**EXERCISE GOAL:**
Report every line from the following entries that contains the string "cedar".

**Stored data entries:**
# # # # # # #
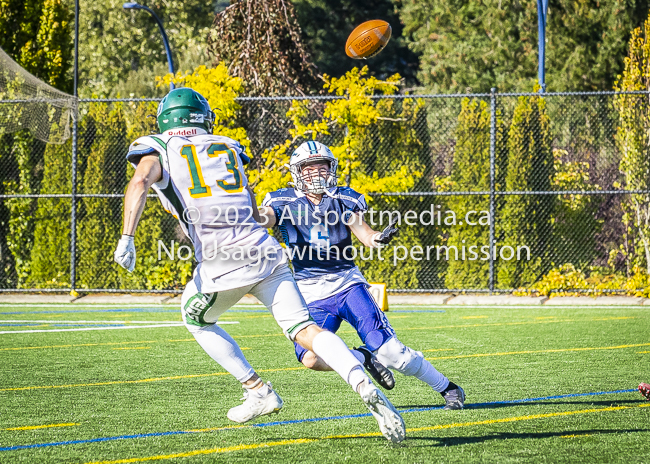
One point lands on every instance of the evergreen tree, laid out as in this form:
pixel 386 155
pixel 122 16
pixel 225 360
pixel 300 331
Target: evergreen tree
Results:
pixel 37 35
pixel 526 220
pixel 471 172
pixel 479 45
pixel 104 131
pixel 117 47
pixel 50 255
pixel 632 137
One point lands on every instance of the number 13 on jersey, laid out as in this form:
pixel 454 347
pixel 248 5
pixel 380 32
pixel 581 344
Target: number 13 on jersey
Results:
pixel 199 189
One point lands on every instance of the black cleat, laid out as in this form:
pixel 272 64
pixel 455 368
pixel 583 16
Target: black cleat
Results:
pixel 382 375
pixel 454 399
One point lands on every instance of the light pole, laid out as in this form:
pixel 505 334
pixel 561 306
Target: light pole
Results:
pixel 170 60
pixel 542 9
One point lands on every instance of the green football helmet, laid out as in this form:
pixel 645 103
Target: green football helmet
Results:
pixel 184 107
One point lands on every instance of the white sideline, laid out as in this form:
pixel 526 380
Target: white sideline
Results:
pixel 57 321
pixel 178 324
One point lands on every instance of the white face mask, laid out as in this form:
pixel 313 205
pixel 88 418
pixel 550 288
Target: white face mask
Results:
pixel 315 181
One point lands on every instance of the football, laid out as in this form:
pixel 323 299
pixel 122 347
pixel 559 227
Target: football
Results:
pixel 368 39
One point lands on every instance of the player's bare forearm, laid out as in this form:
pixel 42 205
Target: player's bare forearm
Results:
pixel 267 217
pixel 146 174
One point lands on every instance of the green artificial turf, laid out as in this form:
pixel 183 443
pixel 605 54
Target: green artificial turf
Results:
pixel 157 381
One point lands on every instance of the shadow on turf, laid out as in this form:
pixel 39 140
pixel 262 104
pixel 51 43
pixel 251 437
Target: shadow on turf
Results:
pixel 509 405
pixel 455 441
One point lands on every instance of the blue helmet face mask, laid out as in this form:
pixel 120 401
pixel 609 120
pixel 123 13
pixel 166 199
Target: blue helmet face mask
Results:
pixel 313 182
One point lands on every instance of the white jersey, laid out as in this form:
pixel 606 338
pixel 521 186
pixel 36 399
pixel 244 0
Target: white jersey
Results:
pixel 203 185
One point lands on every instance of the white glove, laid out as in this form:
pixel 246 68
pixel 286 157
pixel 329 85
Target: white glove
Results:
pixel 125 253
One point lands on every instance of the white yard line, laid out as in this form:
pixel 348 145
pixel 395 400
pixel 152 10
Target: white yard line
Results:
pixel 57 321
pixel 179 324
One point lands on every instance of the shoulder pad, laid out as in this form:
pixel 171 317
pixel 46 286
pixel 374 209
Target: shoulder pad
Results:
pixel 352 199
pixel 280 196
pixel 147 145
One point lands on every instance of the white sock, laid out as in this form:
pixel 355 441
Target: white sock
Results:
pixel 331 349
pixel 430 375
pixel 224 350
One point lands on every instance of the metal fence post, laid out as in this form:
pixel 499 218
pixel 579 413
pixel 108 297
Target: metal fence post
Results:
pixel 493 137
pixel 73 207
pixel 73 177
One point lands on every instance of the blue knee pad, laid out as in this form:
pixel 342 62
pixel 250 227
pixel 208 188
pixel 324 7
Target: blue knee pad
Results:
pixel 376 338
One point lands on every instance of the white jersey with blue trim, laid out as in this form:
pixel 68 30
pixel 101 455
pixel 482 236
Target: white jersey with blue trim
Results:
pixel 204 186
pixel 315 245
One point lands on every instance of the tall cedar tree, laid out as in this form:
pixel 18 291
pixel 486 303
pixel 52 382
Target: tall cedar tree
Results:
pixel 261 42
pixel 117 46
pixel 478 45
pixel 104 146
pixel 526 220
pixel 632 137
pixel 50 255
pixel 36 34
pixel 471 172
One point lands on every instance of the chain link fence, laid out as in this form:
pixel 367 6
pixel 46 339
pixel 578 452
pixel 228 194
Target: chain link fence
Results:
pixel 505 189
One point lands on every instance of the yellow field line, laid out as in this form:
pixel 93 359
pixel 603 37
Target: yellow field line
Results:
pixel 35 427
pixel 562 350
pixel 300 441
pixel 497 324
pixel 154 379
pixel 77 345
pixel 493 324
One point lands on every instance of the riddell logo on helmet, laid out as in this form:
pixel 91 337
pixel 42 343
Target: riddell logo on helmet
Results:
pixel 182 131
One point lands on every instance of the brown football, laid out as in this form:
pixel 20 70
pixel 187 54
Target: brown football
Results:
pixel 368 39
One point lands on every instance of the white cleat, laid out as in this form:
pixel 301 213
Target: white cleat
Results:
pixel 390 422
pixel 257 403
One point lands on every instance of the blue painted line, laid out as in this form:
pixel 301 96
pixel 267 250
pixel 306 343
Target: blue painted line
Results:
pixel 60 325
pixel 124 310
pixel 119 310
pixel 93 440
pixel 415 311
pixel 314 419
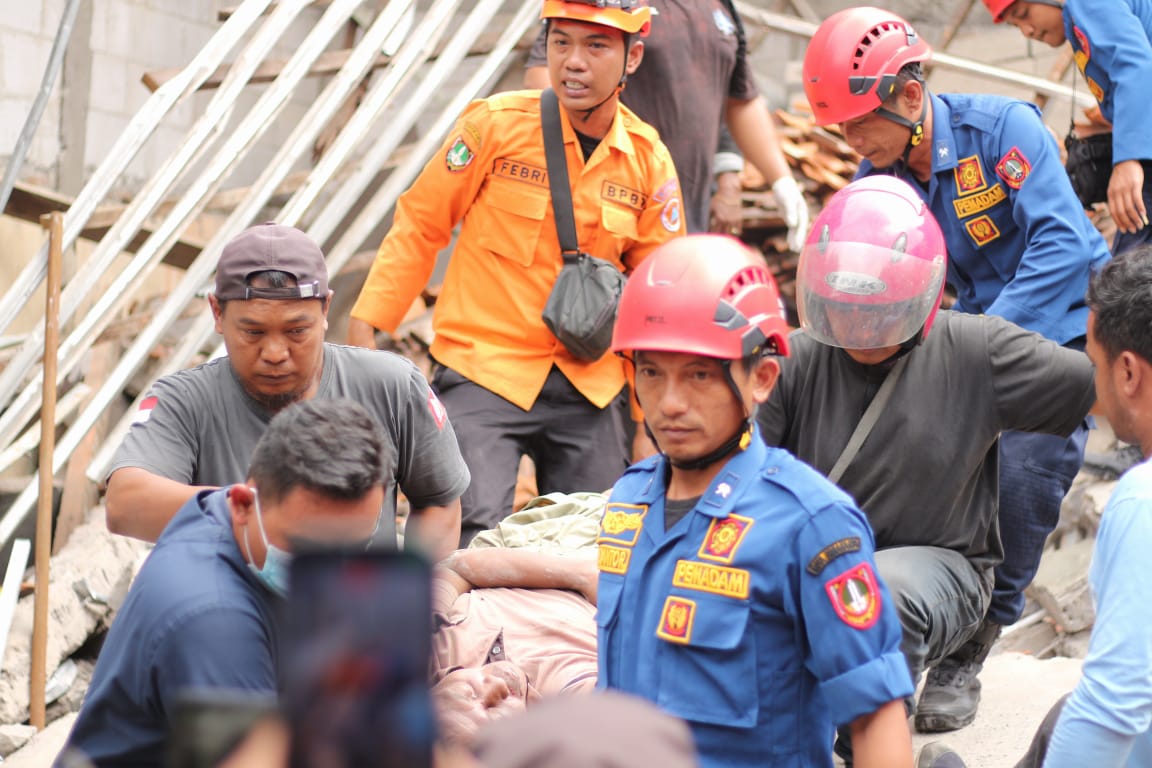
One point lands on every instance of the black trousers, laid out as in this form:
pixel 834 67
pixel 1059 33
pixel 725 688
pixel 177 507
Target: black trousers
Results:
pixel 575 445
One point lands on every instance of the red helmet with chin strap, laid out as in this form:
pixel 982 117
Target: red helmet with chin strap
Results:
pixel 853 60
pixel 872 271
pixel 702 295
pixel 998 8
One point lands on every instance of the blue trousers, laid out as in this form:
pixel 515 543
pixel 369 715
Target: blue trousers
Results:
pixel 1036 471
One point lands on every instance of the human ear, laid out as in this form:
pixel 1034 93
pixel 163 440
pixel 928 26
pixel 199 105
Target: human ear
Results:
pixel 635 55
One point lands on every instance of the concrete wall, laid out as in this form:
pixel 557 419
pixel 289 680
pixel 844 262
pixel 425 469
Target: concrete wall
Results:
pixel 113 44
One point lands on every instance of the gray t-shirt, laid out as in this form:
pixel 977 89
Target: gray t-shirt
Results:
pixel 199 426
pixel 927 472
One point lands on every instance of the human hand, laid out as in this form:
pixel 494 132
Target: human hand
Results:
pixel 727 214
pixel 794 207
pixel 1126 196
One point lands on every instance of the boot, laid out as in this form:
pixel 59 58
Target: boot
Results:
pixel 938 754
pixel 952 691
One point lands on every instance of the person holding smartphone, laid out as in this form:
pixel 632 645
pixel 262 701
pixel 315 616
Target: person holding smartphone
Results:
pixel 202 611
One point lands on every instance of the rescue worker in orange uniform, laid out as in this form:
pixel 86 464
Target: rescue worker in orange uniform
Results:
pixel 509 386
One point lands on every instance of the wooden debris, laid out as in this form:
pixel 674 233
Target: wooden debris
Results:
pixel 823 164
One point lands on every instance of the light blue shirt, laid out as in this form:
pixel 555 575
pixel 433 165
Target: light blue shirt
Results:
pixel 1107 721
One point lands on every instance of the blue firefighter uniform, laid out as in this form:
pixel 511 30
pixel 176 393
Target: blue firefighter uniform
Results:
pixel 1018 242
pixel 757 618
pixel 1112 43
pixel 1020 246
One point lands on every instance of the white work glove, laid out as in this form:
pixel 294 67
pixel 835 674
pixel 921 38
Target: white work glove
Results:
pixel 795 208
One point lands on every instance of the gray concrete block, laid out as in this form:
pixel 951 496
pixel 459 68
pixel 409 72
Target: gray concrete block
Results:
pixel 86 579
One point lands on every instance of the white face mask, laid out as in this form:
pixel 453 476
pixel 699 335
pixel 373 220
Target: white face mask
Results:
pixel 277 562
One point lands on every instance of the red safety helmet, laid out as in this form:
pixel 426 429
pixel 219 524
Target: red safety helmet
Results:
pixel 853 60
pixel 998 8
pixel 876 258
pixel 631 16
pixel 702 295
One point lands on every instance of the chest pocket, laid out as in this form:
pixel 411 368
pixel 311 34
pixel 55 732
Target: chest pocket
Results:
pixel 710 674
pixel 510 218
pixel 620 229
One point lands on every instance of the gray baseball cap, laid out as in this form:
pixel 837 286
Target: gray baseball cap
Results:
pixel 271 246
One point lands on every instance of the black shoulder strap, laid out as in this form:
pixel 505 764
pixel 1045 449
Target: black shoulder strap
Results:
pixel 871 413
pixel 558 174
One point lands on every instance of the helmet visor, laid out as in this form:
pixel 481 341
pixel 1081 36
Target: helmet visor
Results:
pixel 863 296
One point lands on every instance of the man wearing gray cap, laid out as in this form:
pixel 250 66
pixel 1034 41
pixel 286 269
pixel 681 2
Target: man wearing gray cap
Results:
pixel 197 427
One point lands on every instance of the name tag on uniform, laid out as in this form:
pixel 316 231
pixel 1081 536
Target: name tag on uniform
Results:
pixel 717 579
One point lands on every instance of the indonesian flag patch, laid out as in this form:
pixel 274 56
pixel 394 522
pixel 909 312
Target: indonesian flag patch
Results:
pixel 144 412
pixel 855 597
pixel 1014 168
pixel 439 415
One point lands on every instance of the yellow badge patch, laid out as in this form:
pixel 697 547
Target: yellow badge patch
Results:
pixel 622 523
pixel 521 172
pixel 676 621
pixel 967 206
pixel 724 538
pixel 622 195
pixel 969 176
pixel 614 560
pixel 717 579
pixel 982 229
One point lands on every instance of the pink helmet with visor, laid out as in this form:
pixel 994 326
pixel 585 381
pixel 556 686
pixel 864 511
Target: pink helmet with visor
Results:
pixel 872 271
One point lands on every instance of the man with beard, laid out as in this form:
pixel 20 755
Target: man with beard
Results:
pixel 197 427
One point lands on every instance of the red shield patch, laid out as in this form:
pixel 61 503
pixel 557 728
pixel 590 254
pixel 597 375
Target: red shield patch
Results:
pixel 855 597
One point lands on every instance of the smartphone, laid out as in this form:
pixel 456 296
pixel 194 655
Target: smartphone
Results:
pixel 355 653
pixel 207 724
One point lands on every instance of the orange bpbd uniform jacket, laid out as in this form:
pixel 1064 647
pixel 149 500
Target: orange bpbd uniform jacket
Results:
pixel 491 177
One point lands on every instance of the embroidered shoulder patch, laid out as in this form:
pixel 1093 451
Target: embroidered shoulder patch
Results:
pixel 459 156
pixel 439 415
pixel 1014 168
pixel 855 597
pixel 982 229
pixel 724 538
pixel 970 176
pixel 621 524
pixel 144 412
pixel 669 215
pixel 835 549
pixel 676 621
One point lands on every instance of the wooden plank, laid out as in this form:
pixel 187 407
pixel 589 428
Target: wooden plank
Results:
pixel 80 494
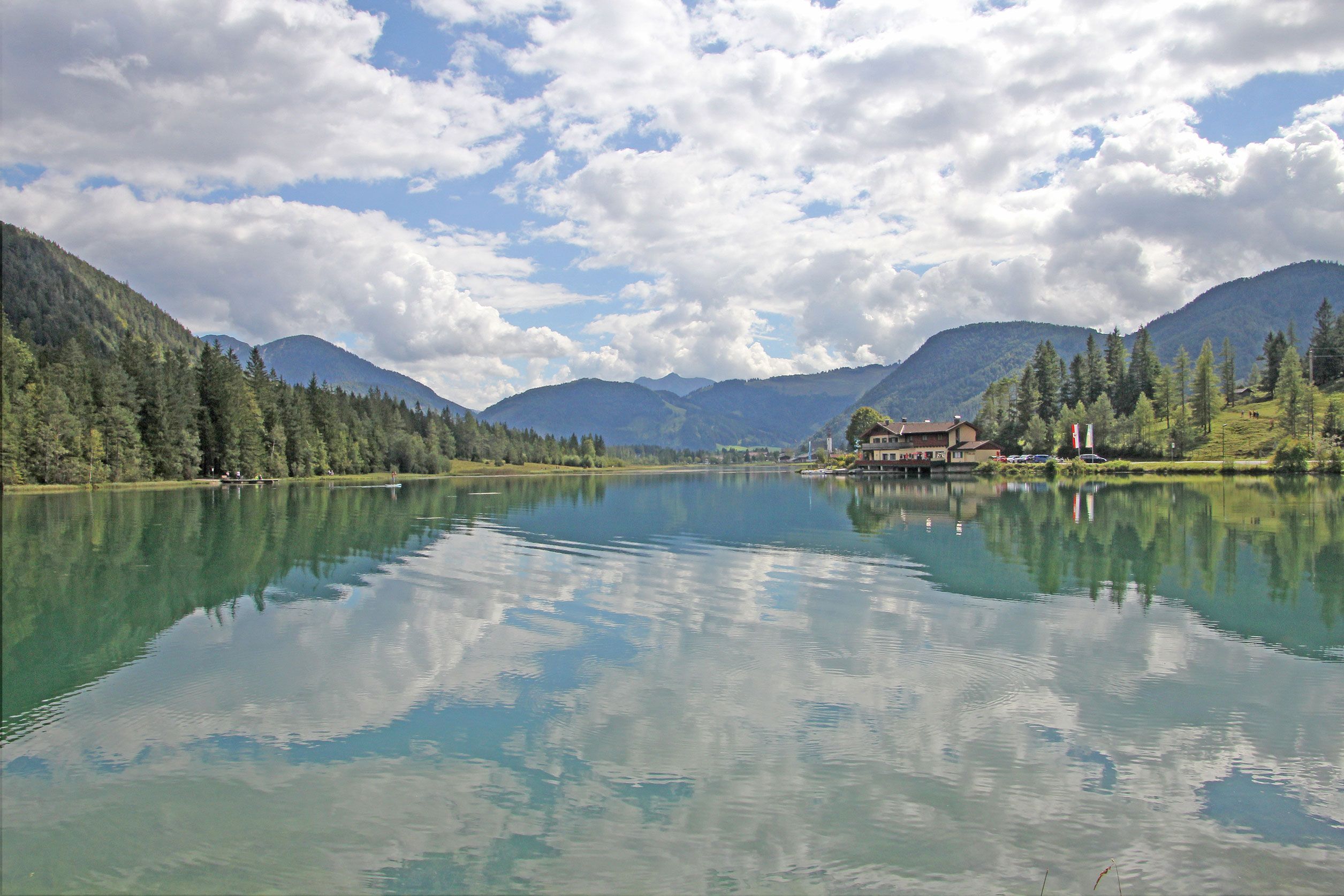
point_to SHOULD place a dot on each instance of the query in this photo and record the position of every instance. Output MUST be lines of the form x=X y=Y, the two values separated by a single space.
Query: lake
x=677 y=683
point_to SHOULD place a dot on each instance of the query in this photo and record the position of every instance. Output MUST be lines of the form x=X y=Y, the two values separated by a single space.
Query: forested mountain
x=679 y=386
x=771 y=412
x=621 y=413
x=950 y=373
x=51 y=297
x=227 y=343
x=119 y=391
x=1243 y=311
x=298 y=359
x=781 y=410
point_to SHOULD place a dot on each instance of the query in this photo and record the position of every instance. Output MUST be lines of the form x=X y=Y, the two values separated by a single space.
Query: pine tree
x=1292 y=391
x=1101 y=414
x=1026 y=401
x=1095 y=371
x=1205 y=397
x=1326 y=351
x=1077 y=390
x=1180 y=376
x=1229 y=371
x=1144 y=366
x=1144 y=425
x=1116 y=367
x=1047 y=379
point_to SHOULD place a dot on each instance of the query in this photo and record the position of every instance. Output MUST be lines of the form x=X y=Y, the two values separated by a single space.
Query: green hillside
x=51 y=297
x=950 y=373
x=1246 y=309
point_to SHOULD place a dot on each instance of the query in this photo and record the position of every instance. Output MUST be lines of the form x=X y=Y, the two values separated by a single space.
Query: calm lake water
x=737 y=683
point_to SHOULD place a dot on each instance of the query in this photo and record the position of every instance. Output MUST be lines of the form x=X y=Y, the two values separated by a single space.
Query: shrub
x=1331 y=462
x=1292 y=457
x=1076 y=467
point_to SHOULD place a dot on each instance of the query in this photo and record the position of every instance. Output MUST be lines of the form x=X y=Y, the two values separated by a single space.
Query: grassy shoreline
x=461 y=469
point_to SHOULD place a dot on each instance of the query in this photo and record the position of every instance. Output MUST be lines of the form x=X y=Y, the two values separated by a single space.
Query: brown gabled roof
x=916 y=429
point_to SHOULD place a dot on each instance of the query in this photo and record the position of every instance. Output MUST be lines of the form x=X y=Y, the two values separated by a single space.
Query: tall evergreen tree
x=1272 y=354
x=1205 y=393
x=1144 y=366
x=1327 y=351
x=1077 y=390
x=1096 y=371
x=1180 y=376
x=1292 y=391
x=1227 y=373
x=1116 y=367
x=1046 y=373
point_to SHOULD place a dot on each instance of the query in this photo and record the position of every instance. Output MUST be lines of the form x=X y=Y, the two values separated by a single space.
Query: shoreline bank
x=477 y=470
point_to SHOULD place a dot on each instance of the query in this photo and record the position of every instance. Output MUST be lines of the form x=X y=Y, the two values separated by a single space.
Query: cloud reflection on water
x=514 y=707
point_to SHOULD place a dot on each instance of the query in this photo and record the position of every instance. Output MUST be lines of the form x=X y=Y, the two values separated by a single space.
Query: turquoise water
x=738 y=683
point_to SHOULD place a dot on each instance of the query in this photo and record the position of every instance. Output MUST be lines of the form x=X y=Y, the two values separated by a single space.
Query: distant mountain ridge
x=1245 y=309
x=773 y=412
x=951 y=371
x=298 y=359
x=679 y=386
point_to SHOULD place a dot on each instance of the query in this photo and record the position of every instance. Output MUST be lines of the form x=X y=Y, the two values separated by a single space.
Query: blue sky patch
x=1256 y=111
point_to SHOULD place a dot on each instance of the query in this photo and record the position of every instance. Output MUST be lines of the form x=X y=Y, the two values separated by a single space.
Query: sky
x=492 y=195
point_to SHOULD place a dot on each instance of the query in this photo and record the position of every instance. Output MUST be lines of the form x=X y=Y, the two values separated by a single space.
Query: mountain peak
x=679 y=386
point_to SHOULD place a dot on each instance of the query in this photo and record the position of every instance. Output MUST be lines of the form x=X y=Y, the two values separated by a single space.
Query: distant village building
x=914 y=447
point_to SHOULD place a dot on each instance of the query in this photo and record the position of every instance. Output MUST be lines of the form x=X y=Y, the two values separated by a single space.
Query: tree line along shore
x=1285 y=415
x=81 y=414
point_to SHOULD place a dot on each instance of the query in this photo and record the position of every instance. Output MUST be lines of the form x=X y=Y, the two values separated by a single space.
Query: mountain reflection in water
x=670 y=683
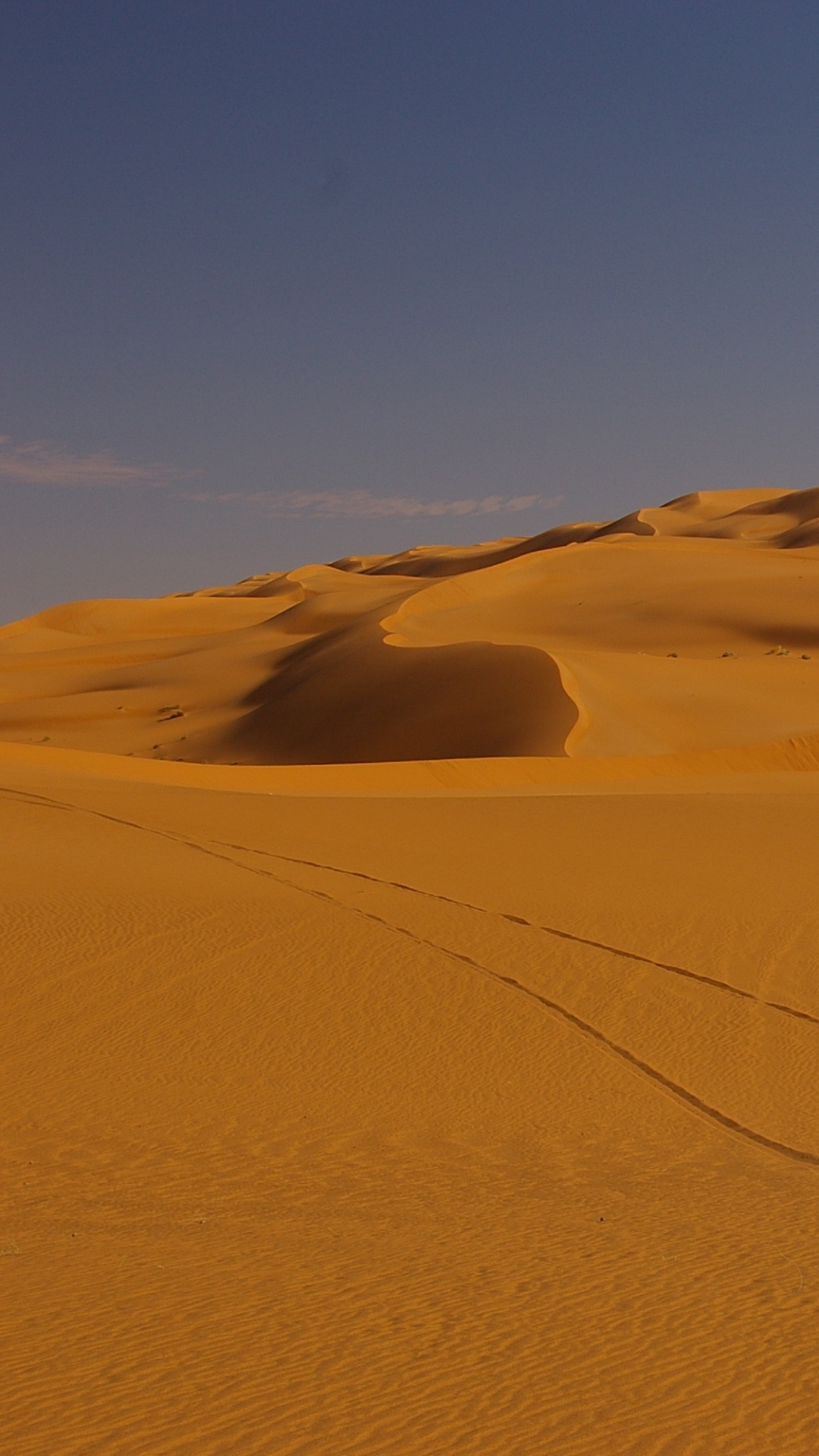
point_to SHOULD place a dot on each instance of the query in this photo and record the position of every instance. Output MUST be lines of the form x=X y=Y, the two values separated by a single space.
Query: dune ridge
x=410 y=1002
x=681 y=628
# # # # # # #
**EXPECTED ANSWER:**
One point lands on every instance of the tall cedar tree, laid out as in this form:
Target: tall cedar tree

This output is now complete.